== YOUR TASKS ==
a) Rewrite the post on author behavior beginning at the words "The problem with" and stopping after "will make mistakes.", replacing "human" with "a person".
b) In the post on author behavior, which book is mentioned as not making the NYT Best-Sellers list?

When Does An Author’s Behavior Cross The Line?

authors behavior

So last week, Chelsea Cain had a meltdown on Facebook. And whoo, has it got people talking. By the time the meltdown had been brought to my attention- Chelsea had removed the posts- but thanks to Literary, etc– you can read the actual posts (and her thoughts on the subject as well). Now before anyone gets their pouty pants on saying I’m trashing Chelsea or her new-found haters add me to that particular fan club- STOP. THINK. AND READ. I’m not trashing Chelsea NOR am I condoning her behavior. We are going to talk about the meltdown as related to our expectations of the author/reader relationship.My momma raised me on the thought process of “Be careful what you write- it could be misunderstood”. So, as I read the posts- and the comments… well, it was all something else. There was some hatefulness, there was mudslinging, there was ferocious defending of the author, and there was equal defending of the right to ask questions and NOT have your head bit off.

And now- we see the ugly side of social media.

Listen, I’m all for social media. It helps connects old friends, new friends, people with similar interests- heck, I’ve even gotten a date or 2 via the old social media…. But, as Chelsea’s VERY PUBLIC meltdown shows us all- sometimes you need to push the keyboard away and just not hit “post”. People could deliberate for days on exactly what led to the meltdown- was it the question? Was it the fact that ONE KICK didn’t make it to the NYT Best-Sellers list and she was cranky over that? Could she really be under too much pressure? Could it be many things that we are not aware of? I’m going with the guess of it’s a combo of MANY things (but again- not slamming her)- because, whether we want to admit it or not- we’ve all had that social media walk of shame.. Maybe we overshared. Maybe we posted things that had no business being on Facebook. Maybe we were caught being a b*tch. Or a douchebag.

The problem with *SOME* authors and readers relationship on social media is this: We, the readers, through the various funny tweets/cute pictures shared/lol stories and all the other things that authors post in their continuing building a relationship with the reader- we think we know them. We do know them (albeit in a limited way). And when the fit hits the shan- we are aghast. How dare OUR author do that? How dare OUR author curse? Or be mean? Or what have you? Simple: Our author is human. Our author will make mistakes.

== DATA EXCERPT ==
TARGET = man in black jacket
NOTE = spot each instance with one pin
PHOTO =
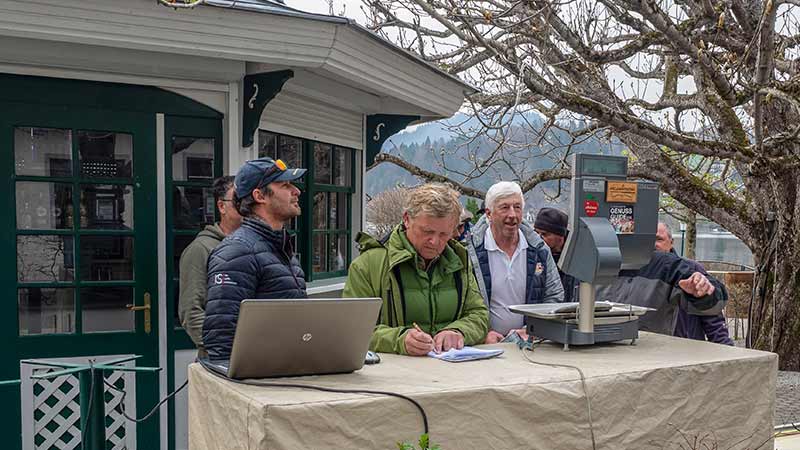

== REPLIES ==
a)
The problem with *SOME* authors and readers relationship on social media is this: We, the readers, through the various funny tweets/cute pictures shared/lol stories and all the other things that authors post in their continuing building a relationship with the reader- we think we know them. We do know them (albeit in a limited way). And when the fit hits the shan- we are aghast. How dare OUR author do that? How dare OUR author curse? Or be mean? Or what have you? Simple: Our author is a person. Our author will make mistakes.

b) ONE KICK